■ **Given task**:
Put each row below into a Markdown table with two columns, Number for its row number and Line for its text, skipping blank lines. Leave the pictures out of your answer.

■ **Available data**:
:::

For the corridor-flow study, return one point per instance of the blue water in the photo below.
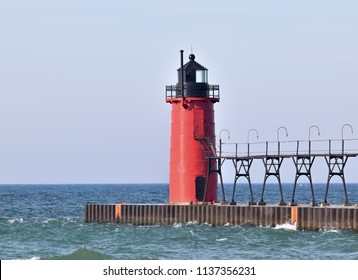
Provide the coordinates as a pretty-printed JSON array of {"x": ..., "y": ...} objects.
[{"x": 47, "y": 222}]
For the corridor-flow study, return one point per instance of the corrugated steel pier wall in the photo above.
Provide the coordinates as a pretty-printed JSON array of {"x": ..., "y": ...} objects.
[{"x": 305, "y": 217}]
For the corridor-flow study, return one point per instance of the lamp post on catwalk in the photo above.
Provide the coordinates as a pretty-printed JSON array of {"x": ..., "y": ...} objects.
[{"x": 192, "y": 134}]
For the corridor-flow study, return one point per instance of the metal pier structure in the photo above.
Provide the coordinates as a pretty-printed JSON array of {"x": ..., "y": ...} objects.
[
  {"x": 303, "y": 154},
  {"x": 196, "y": 167}
]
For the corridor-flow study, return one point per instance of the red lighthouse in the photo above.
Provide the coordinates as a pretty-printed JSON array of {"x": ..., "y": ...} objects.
[{"x": 192, "y": 134}]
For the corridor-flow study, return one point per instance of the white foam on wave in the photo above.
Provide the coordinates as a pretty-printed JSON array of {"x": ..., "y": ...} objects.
[
  {"x": 329, "y": 230},
  {"x": 15, "y": 220},
  {"x": 286, "y": 226}
]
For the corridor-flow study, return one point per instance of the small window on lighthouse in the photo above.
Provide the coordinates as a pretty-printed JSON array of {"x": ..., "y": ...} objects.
[{"x": 201, "y": 76}]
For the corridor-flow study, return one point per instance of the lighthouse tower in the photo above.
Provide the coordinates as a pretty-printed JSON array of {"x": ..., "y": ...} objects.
[{"x": 192, "y": 134}]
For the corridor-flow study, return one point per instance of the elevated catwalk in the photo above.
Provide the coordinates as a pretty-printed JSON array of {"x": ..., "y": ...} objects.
[{"x": 305, "y": 217}]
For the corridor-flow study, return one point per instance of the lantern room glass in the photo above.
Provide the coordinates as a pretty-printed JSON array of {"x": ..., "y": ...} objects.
[{"x": 201, "y": 76}]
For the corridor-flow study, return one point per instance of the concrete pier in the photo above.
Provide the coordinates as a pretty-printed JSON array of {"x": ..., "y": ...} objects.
[{"x": 304, "y": 216}]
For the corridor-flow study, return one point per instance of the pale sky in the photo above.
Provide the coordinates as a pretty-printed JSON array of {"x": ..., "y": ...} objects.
[{"x": 82, "y": 83}]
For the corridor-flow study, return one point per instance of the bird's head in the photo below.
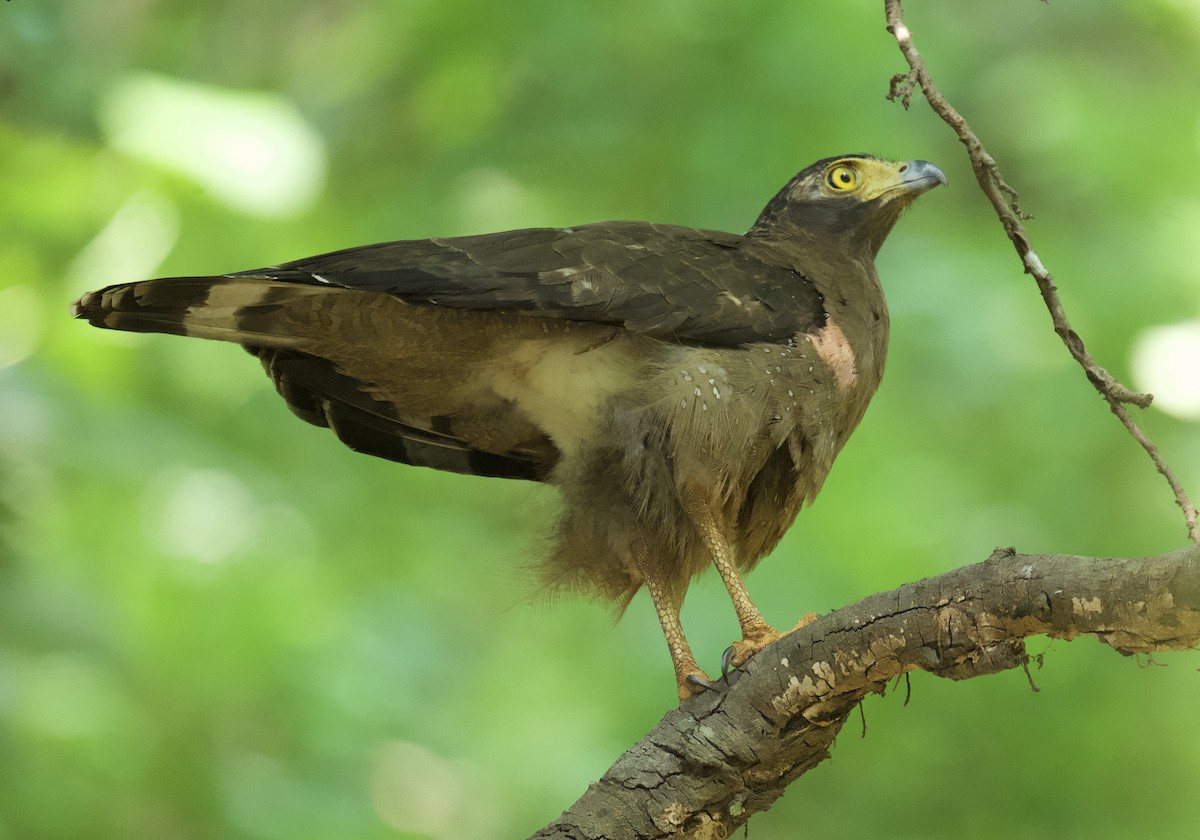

:::

■ **Written answer**:
| Number | Line |
|---|---|
| 1 | For the corridor-flow study, return one point per instance of the blue water in the photo below. |
| 2 | Provide the coordinates as a pretty-printed JSON array of {"x": ..., "y": ...} objects. |
| 3 | [{"x": 47, "y": 222}] |
| 4 | For the corridor-flow study, return one point per instance of the corrugated steel pier wall in the photo above. |
| 5 | Provide the coordinates as a pretty-printed JSON array of {"x": ..., "y": ...} objects. |
| 6 | [{"x": 305, "y": 217}] |
| 7 | For the corridor-flow study, return one point per instance of the lamp post on catwalk in the photo above. |
| 8 | Provide the coordinates as a pretty-printed JSON array of {"x": ..., "y": ...} objects. |
| 9 | [{"x": 192, "y": 134}] |
| 10 | For the corridor-flow study, return one point per instance of the metal pier structure in the photo above. |
| 11 | Provide the coordinates as a pretty-printed JSON array of {"x": ..., "y": ...} objects. |
| 12 | [ |
| 13 |   {"x": 303, "y": 154}, |
| 14 |   {"x": 196, "y": 167} |
| 15 | ] |
| 16 | For the corridor-flow study, return one point per instance of the red lighthouse in the photo above. |
| 17 | Provide the coordinates as a pretty-printed JSON array of {"x": ..., "y": ...} objects. |
| 18 | [{"x": 192, "y": 134}] |
| 19 | For the corridor-flow study, return one point per instance of the white foam on wave in the photo above. |
| 20 | Provide the coordinates as a pretty-printed JSON array of {"x": ..., "y": ...} objects. |
| 21 | [ |
| 22 |   {"x": 329, "y": 230}, |
| 23 |   {"x": 15, "y": 220}, |
| 24 |   {"x": 286, "y": 226} |
| 25 | ] |
| 26 | For the corridor-flow study, return one point per instance of the small window on lighthouse in the photo above. |
| 27 | Provide the coordinates as a pretty-printed JSON array of {"x": ..., "y": ...} objects. |
| 28 | [{"x": 201, "y": 76}] |
| 29 | For the corridor-flow study, return one point per instance of the lighthouse tower in the photo above. |
| 30 | Provide the coordinates as a pretty-printed JSON array of {"x": ..., "y": ...} objects. |
| 31 | [{"x": 192, "y": 134}] |
| 32 | For the corridor-flow study, return one point per instance of the elevated catwalk in the photo above. |
| 33 | Provide the coordinates as a pretty-printed JSON array of {"x": ..., "y": ...} objects. |
| 34 | [{"x": 305, "y": 217}] |
| 35 | For the corridor-flow study, return one point per instance of the lantern room glass in the photo above. |
| 36 | Provide the coordinates as a pretty-printed JSON array of {"x": ..., "y": ...} objects. |
| 37 | [{"x": 201, "y": 76}] |
| 38 | For the corridor-flow study, return one point per instance of the concrete pier in the photo above. |
| 39 | Provide the coordinates as a pretty-printed JSON array of {"x": ..., "y": ...} objects. |
| 40 | [{"x": 304, "y": 216}] |
| 41 | For the corridor-flow study, return one point per instance of the pale sky in the photo above. |
| 42 | Provide the coordinates as a pretty-printed JSON array of {"x": ..., "y": ...} objects. |
| 43 | [{"x": 82, "y": 83}] |
| 44 | For the corridor-flow study, return one point per instance of the bird's head in the photo below. |